魚介類を煮るためにも使われた縄文土器
3月30日付けの福井毎日新聞によれば、福井県若狭町の鳥浜貝塚で出土した縄文土器片を調べた英国ヨーク大学の研究チームは、少なくとも9000年もの長期間にわたって、縄文土器は魚介類を煮るために使われていたと『米国科学アカデミー紀要』に発表した。
発表によると、研究チームは縄文土器片から16点のサンプルを作り、ガスクロマトグラフ質量分析計を使って、残された脂質が動物由来か魚介類由来かを詳しく調べた。その結果、1万4000年前から5000年前に使われていた土器片のサンプルの77%から魚介類の脂を検出した。貝塚からはシカやイノシシを食べた骨も見つかった。
およそ1万1000年前、氷河期から温暖期に入ると、森が拡がり、シカやイノシシも増えたため、食料が豊富になり、縄文土器の生産量が増えた。深鉢形が多い縄文土器は、煮炊きや食料の保存に使われたと考えられていた。調べた土器片からは動物の脂も検出されたが、魚介類の脂の成分が圧倒的に多かった。

* * * * *

作業内容 »
**1)** 記事の「発表によると」で始まる段落を、主な事実を残したまま短く書き直してください。
**2)** 記事のうち、「魚介類を煮るためにも使われた縄文土器」で始まり「脂の成分が圧倒的に多かった。」で終わる部分を、一字も変えずに書き写してください。
**3)** 記事によると、鳥浜貝塚の縄文土器片を調べたのはどこの研究チームですか。

* * * * *

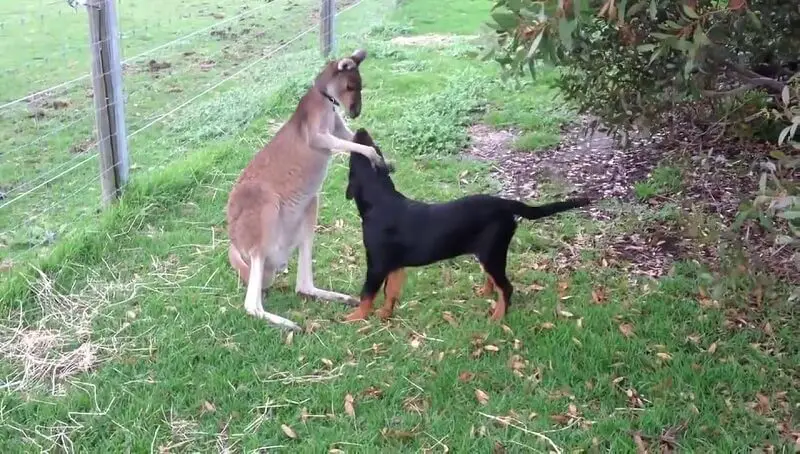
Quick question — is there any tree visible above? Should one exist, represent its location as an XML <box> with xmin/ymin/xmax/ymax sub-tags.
<box><xmin>487</xmin><ymin>0</ymin><xmax>800</xmax><ymax>252</ymax></box>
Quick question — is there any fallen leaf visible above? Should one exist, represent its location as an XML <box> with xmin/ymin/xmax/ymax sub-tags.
<box><xmin>281</xmin><ymin>424</ymin><xmax>297</xmax><ymax>440</ymax></box>
<box><xmin>381</xmin><ymin>427</ymin><xmax>414</xmax><ymax>440</ymax></box>
<box><xmin>344</xmin><ymin>394</ymin><xmax>356</xmax><ymax>417</ymax></box>
<box><xmin>475</xmin><ymin>388</ymin><xmax>489</xmax><ymax>405</ymax></box>
<box><xmin>619</xmin><ymin>323</ymin><xmax>633</xmax><ymax>337</ymax></box>
<box><xmin>754</xmin><ymin>393</ymin><xmax>770</xmax><ymax>415</ymax></box>
<box><xmin>492</xmin><ymin>440</ymin><xmax>506</xmax><ymax>454</ymax></box>
<box><xmin>567</xmin><ymin>404</ymin><xmax>578</xmax><ymax>417</ymax></box>
<box><xmin>632</xmin><ymin>432</ymin><xmax>648</xmax><ymax>454</ymax></box>
<box><xmin>403</xmin><ymin>396</ymin><xmax>428</xmax><ymax>414</ymax></box>
<box><xmin>442</xmin><ymin>311</ymin><xmax>458</xmax><ymax>327</ymax></box>
<box><xmin>592</xmin><ymin>287</ymin><xmax>606</xmax><ymax>304</ymax></box>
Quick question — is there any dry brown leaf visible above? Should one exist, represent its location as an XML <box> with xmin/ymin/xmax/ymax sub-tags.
<box><xmin>475</xmin><ymin>388</ymin><xmax>489</xmax><ymax>405</ymax></box>
<box><xmin>619</xmin><ymin>323</ymin><xmax>633</xmax><ymax>337</ymax></box>
<box><xmin>344</xmin><ymin>393</ymin><xmax>356</xmax><ymax>417</ymax></box>
<box><xmin>567</xmin><ymin>404</ymin><xmax>578</xmax><ymax>417</ymax></box>
<box><xmin>632</xmin><ymin>432</ymin><xmax>648</xmax><ymax>454</ymax></box>
<box><xmin>281</xmin><ymin>424</ymin><xmax>297</xmax><ymax>440</ymax></box>
<box><xmin>550</xmin><ymin>415</ymin><xmax>572</xmax><ymax>426</ymax></box>
<box><xmin>592</xmin><ymin>287</ymin><xmax>606</xmax><ymax>304</ymax></box>
<box><xmin>403</xmin><ymin>396</ymin><xmax>428</xmax><ymax>414</ymax></box>
<box><xmin>361</xmin><ymin>386</ymin><xmax>383</xmax><ymax>399</ymax></box>
<box><xmin>381</xmin><ymin>427</ymin><xmax>414</xmax><ymax>440</ymax></box>
<box><xmin>754</xmin><ymin>393</ymin><xmax>770</xmax><ymax>415</ymax></box>
<box><xmin>492</xmin><ymin>440</ymin><xmax>506</xmax><ymax>454</ymax></box>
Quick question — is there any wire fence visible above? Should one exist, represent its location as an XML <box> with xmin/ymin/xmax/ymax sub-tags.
<box><xmin>0</xmin><ymin>0</ymin><xmax>368</xmax><ymax>272</ymax></box>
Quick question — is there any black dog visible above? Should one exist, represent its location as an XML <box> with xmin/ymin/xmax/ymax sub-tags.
<box><xmin>345</xmin><ymin>128</ymin><xmax>590</xmax><ymax>321</ymax></box>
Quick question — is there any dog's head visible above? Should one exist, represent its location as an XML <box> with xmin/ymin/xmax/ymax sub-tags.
<box><xmin>344</xmin><ymin>128</ymin><xmax>394</xmax><ymax>200</ymax></box>
<box><xmin>314</xmin><ymin>49</ymin><xmax>367</xmax><ymax>118</ymax></box>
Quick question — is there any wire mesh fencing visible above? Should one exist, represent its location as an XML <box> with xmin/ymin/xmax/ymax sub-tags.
<box><xmin>0</xmin><ymin>0</ymin><xmax>361</xmax><ymax>271</ymax></box>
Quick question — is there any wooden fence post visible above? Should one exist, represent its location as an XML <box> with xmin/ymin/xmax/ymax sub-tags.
<box><xmin>86</xmin><ymin>0</ymin><xmax>130</xmax><ymax>206</ymax></box>
<box><xmin>319</xmin><ymin>0</ymin><xmax>336</xmax><ymax>58</ymax></box>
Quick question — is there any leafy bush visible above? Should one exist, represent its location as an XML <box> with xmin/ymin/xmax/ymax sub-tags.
<box><xmin>486</xmin><ymin>0</ymin><xmax>800</xmax><ymax>252</ymax></box>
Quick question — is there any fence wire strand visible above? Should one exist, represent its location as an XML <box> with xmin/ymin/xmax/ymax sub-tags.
<box><xmin>0</xmin><ymin>0</ymin><xmax>363</xmax><ymax>260</ymax></box>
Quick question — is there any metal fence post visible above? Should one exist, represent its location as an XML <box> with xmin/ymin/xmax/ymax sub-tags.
<box><xmin>319</xmin><ymin>0</ymin><xmax>336</xmax><ymax>58</ymax></box>
<box><xmin>86</xmin><ymin>0</ymin><xmax>130</xmax><ymax>206</ymax></box>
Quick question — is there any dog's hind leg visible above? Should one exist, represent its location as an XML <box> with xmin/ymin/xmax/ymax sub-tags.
<box><xmin>477</xmin><ymin>219</ymin><xmax>517</xmax><ymax>321</ymax></box>
<box><xmin>295</xmin><ymin>196</ymin><xmax>358</xmax><ymax>306</ymax></box>
<box><xmin>377</xmin><ymin>268</ymin><xmax>406</xmax><ymax>321</ymax></box>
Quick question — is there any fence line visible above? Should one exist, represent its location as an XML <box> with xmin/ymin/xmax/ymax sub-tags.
<box><xmin>0</xmin><ymin>2</ymin><xmax>278</xmax><ymax>111</ymax></box>
<box><xmin>0</xmin><ymin>0</ymin><xmax>370</xmax><ymax>262</ymax></box>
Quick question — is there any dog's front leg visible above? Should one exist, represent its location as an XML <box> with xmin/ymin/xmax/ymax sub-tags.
<box><xmin>311</xmin><ymin>133</ymin><xmax>386</xmax><ymax>167</ymax></box>
<box><xmin>295</xmin><ymin>196</ymin><xmax>358</xmax><ymax>306</ymax></box>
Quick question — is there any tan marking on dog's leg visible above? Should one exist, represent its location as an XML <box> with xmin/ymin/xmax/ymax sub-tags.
<box><xmin>377</xmin><ymin>268</ymin><xmax>406</xmax><ymax>321</ymax></box>
<box><xmin>492</xmin><ymin>291</ymin><xmax>508</xmax><ymax>322</ymax></box>
<box><xmin>344</xmin><ymin>295</ymin><xmax>375</xmax><ymax>322</ymax></box>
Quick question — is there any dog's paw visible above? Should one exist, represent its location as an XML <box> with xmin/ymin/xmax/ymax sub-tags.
<box><xmin>344</xmin><ymin>309</ymin><xmax>367</xmax><ymax>322</ymax></box>
<box><xmin>375</xmin><ymin>309</ymin><xmax>392</xmax><ymax>322</ymax></box>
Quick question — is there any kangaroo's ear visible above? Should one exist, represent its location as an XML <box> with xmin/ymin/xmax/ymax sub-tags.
<box><xmin>336</xmin><ymin>57</ymin><xmax>358</xmax><ymax>71</ymax></box>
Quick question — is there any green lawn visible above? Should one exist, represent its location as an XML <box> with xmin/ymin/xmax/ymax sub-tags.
<box><xmin>0</xmin><ymin>0</ymin><xmax>800</xmax><ymax>453</ymax></box>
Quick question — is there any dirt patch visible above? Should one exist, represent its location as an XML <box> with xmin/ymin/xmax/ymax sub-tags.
<box><xmin>467</xmin><ymin>120</ymin><xmax>662</xmax><ymax>215</ymax></box>
<box><xmin>465</xmin><ymin>119</ymin><xmax>800</xmax><ymax>282</ymax></box>
<box><xmin>391</xmin><ymin>34</ymin><xmax>476</xmax><ymax>47</ymax></box>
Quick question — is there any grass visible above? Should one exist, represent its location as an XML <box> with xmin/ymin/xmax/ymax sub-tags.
<box><xmin>0</xmin><ymin>0</ymin><xmax>800</xmax><ymax>452</ymax></box>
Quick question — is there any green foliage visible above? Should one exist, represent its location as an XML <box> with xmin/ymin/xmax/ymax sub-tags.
<box><xmin>485</xmin><ymin>0</ymin><xmax>800</xmax><ymax>255</ymax></box>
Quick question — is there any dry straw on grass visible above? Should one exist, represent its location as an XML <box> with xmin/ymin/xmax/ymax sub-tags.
<box><xmin>0</xmin><ymin>270</ymin><xmax>135</xmax><ymax>394</ymax></box>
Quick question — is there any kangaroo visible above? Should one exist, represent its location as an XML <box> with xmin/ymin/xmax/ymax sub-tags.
<box><xmin>227</xmin><ymin>49</ymin><xmax>388</xmax><ymax>331</ymax></box>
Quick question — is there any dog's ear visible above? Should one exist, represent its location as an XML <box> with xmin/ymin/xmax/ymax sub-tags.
<box><xmin>350</xmin><ymin>49</ymin><xmax>367</xmax><ymax>66</ymax></box>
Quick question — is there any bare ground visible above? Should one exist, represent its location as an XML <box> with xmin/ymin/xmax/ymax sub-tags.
<box><xmin>465</xmin><ymin>119</ymin><xmax>800</xmax><ymax>283</ymax></box>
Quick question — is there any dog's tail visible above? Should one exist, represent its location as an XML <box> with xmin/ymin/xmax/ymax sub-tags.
<box><xmin>506</xmin><ymin>197</ymin><xmax>592</xmax><ymax>220</ymax></box>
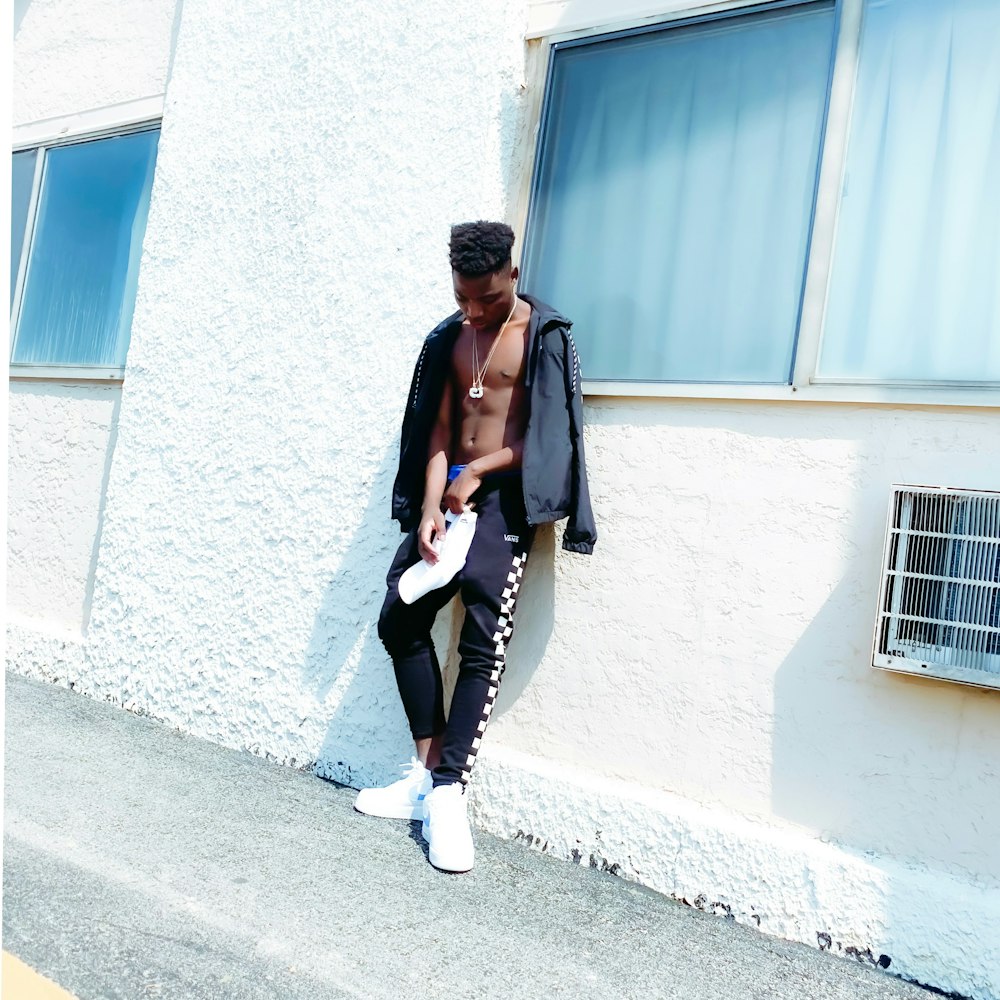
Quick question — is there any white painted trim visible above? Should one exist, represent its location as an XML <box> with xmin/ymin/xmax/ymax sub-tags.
<box><xmin>10</xmin><ymin>364</ymin><xmax>125</xmax><ymax>382</ymax></box>
<box><xmin>525</xmin><ymin>0</ymin><xmax>766</xmax><ymax>42</ymax></box>
<box><xmin>792</xmin><ymin>0</ymin><xmax>863</xmax><ymax>388</ymax></box>
<box><xmin>583</xmin><ymin>379</ymin><xmax>1000</xmax><ymax>409</ymax></box>
<box><xmin>507</xmin><ymin>38</ymin><xmax>552</xmax><ymax>259</ymax></box>
<box><xmin>12</xmin><ymin>94</ymin><xmax>164</xmax><ymax>152</ymax></box>
<box><xmin>9</xmin><ymin>149</ymin><xmax>45</xmax><ymax>338</ymax></box>
<box><xmin>470</xmin><ymin>745</ymin><xmax>1000</xmax><ymax>1000</ymax></box>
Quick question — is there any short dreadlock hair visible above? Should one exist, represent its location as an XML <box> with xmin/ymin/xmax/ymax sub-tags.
<box><xmin>448</xmin><ymin>221</ymin><xmax>514</xmax><ymax>278</ymax></box>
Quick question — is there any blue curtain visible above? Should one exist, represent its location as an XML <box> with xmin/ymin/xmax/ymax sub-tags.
<box><xmin>819</xmin><ymin>0</ymin><xmax>1000</xmax><ymax>381</ymax></box>
<box><xmin>10</xmin><ymin>149</ymin><xmax>38</xmax><ymax>308</ymax></box>
<box><xmin>12</xmin><ymin>131</ymin><xmax>159</xmax><ymax>367</ymax></box>
<box><xmin>523</xmin><ymin>4</ymin><xmax>834</xmax><ymax>383</ymax></box>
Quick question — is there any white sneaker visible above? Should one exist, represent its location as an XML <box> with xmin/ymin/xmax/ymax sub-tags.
<box><xmin>397</xmin><ymin>507</ymin><xmax>479</xmax><ymax>604</ymax></box>
<box><xmin>354</xmin><ymin>757</ymin><xmax>431</xmax><ymax>819</ymax></box>
<box><xmin>421</xmin><ymin>782</ymin><xmax>476</xmax><ymax>872</ymax></box>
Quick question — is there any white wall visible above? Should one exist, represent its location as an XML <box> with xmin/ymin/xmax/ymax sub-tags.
<box><xmin>7</xmin><ymin>0</ymin><xmax>177</xmax><ymax>637</ymax></box>
<box><xmin>13</xmin><ymin>0</ymin><xmax>178</xmax><ymax>125</ymax></box>
<box><xmin>11</xmin><ymin>0</ymin><xmax>1000</xmax><ymax>998</ymax></box>
<box><xmin>7</xmin><ymin>382</ymin><xmax>121</xmax><ymax>637</ymax></box>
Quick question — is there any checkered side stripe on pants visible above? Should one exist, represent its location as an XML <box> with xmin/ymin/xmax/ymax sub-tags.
<box><xmin>462</xmin><ymin>552</ymin><xmax>528</xmax><ymax>785</ymax></box>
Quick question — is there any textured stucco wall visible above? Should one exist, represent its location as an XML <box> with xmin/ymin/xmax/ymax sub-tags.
<box><xmin>11</xmin><ymin>0</ymin><xmax>1000</xmax><ymax>998</ymax></box>
<box><xmin>7</xmin><ymin>0</ymin><xmax>177</xmax><ymax>635</ymax></box>
<box><xmin>7</xmin><ymin>382</ymin><xmax>121</xmax><ymax>638</ymax></box>
<box><xmin>13</xmin><ymin>0</ymin><xmax>178</xmax><ymax>125</ymax></box>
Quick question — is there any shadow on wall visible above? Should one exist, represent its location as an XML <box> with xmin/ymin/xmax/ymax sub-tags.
<box><xmin>303</xmin><ymin>445</ymin><xmax>554</xmax><ymax>788</ymax></box>
<box><xmin>81</xmin><ymin>390</ymin><xmax>122</xmax><ymax>635</ymax></box>
<box><xmin>14</xmin><ymin>0</ymin><xmax>31</xmax><ymax>38</ymax></box>
<box><xmin>772</xmin><ymin>468</ymin><xmax>1000</xmax><ymax>989</ymax></box>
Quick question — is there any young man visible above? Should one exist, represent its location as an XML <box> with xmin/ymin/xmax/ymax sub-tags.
<box><xmin>355</xmin><ymin>222</ymin><xmax>597</xmax><ymax>871</ymax></box>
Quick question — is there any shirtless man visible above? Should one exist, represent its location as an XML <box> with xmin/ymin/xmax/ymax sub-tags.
<box><xmin>355</xmin><ymin>222</ymin><xmax>596</xmax><ymax>871</ymax></box>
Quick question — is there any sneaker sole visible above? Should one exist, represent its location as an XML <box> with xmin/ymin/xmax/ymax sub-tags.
<box><xmin>354</xmin><ymin>802</ymin><xmax>424</xmax><ymax>821</ymax></box>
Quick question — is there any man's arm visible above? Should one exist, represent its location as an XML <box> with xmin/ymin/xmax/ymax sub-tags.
<box><xmin>444</xmin><ymin>439</ymin><xmax>524</xmax><ymax>514</ymax></box>
<box><xmin>419</xmin><ymin>379</ymin><xmax>461</xmax><ymax>564</ymax></box>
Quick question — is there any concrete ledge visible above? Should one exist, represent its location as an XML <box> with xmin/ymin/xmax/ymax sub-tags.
<box><xmin>7</xmin><ymin>623</ymin><xmax>1000</xmax><ymax>1000</ymax></box>
<box><xmin>474</xmin><ymin>748</ymin><xmax>1000</xmax><ymax>1000</ymax></box>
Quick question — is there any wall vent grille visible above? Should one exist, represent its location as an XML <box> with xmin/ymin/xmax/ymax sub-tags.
<box><xmin>872</xmin><ymin>486</ymin><xmax>1000</xmax><ymax>688</ymax></box>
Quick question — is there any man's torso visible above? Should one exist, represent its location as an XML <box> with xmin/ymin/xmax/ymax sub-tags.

* * * * *

結果 »
**1)** 研究チームは縄文土器片から16点のサンプルを作り、ガスクロマトグラフ質量分析計で、残った脂質が動物由来か魚介類由来かを調べた。1万4000年前から5000年前の土器片のサンプルの77%から魚介類の脂が検出された。貝塚からはシカやイノシシを食べた骨も見つかった。

**2)**
魚介類を煮るためにも使われた縄文土器
3月30日付けの福井毎日新聞によれば、福井県若狭町の鳥浜貝塚で出土した縄文土器片を調べた英国ヨーク大学の研究チームは、少なくとも9000年もの長期間にわたって、縄文土器は魚介類を煮るために使われていたと『米国科学アカデミー紀要』に発表した。
発表によると、研究チームは縄文土器片から16点のサンプルを作り、ガスクロマトグラフ質量分析計を使って、残された脂質が動物由来か魚介類由来かを詳しく調べた。その結果、1万4000年前から5000年前に使われていた土器片のサンプルの77%から魚介類の脂を検出した。貝塚からはシカやイノシシを食べた骨も見つかった。
およそ1万1000年前、氷河期から温暖期に入ると、森が拡がり、シカやイノシシも増えたため、食料が豊富になり、縄文土器の生産量が増えた。深鉢形が多い縄文土器は、煮炊きや食料の保存に使われたと考えられていた。調べた土器片からは動物の脂も検出されたが、魚介類の脂の成分が圧倒的に多かった。

**3)** 英国ヨーク大学の研究チームです。